• [DOCUMENT EXTRACT]:
####

Tomizo Yoshida


Tomizo Yoshida was a prominent Japanese pathologist, famous for discovering the Yoshida sarcoma. In addition, he is known for demonstrating the chemical-induced hepatocarcinogenesis in rats with his mentor Takaoki Sasaki.
Yoshida received the Imperial Prize of the Japan Academy twice as well as the Robert Koch Gold Medal.

Contribution

In the 1930s Yoshida and Sasaki showed the induction of liver cancer in rats by Ortho-Aminoazotoluene. Since that time, a large amount of data has confirmed the carcinogenic activity of Azo dyes.
In 1943, Yoshida found a cancer cell line, so-called Yoshida Sarcoma, and experimentally proved that cancer is generated from cancer cells. His findings opened the way of cancer research in terms of cells, and developed biomedical research on chemotherapy.

Biography

Yoshida was born in Asakawa, Fukushima and graduated from the Medical School, Imperial University of Tokyo in 1927. He was an assistant professor of pathology at the same institution from 1927 to 1929. In 1929 he moved to the Sasaki Institute to work on chemical-induced carcinogenesis with Takaoki Sasaki, before he went to Germany to study pathology in 1935.
After returning to his homeland, Yoshida served as a professor of pathology at Nagasaki University from 1938 to 1944, Tohoku University from 1944 to 1952, before being appointed as a professor of pathology at the Faculty of Medicine, University of Tokyo in 1952, where he became a dean in 1958. In addition, he became a director at the Sasaki Institute in 1953 and at the Cancer Institute, Japanese Foundation for Cancer Research in 1963.
Yoshida died in 1973 at the age of 70.

Recognition

Since 1992 the Japanese Cancer Association, the town office of Asakawa, and Tomizo Yoshida Memorial Hall have annually awarded the Tomizo Yoshida Award to researchers who made outstanding achievement in the field of cancer research. At the annual award presentation held in Asakawa, Fukushima, winners receive one million yen and a diploma.
Past award winners include the following:
After his death, Japanese cancer researchers established the Yamagiwa-Yoshida Memorial international study grants in honor of Katsusaburō Yamagiwa and Tomizo Yoshida. Since its inception in 1975, the grants supported by the Japan National Committee, Union for International Cancer Control, have contributed to the development of the professional capacity of over 330 Fellows from over 40 countries.

####

• [RECORD SET]:
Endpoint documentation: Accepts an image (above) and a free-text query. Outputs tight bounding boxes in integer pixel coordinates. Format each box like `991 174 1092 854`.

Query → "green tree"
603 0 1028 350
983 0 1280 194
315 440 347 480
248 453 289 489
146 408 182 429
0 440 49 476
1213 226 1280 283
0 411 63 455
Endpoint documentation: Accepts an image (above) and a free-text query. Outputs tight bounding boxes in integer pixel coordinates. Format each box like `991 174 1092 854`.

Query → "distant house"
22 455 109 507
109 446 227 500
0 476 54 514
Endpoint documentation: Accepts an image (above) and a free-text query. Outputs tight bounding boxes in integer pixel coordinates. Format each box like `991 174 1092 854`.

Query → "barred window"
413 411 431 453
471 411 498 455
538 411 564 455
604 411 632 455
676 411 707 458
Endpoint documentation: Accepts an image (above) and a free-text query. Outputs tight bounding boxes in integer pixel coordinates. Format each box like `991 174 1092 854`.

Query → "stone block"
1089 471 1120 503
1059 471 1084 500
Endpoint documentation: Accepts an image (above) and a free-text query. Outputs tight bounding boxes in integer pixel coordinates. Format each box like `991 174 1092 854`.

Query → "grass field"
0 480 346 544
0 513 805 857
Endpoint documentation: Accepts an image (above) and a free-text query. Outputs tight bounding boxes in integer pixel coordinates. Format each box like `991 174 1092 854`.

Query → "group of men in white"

####

• [REQUIREMENT]:
Translate this sentence from the article on Tomizo Yoshida into Spanish: "Yoshida received the Imperial Prize of the Japan Academy twice as well as the Robert Koch Gold Medal."

• [EXERCISE RESULT]:
Yoshida recibió dos veces el Premio Imperial de la Academia de Japón, así como la Medalla de Oro Robert Koch.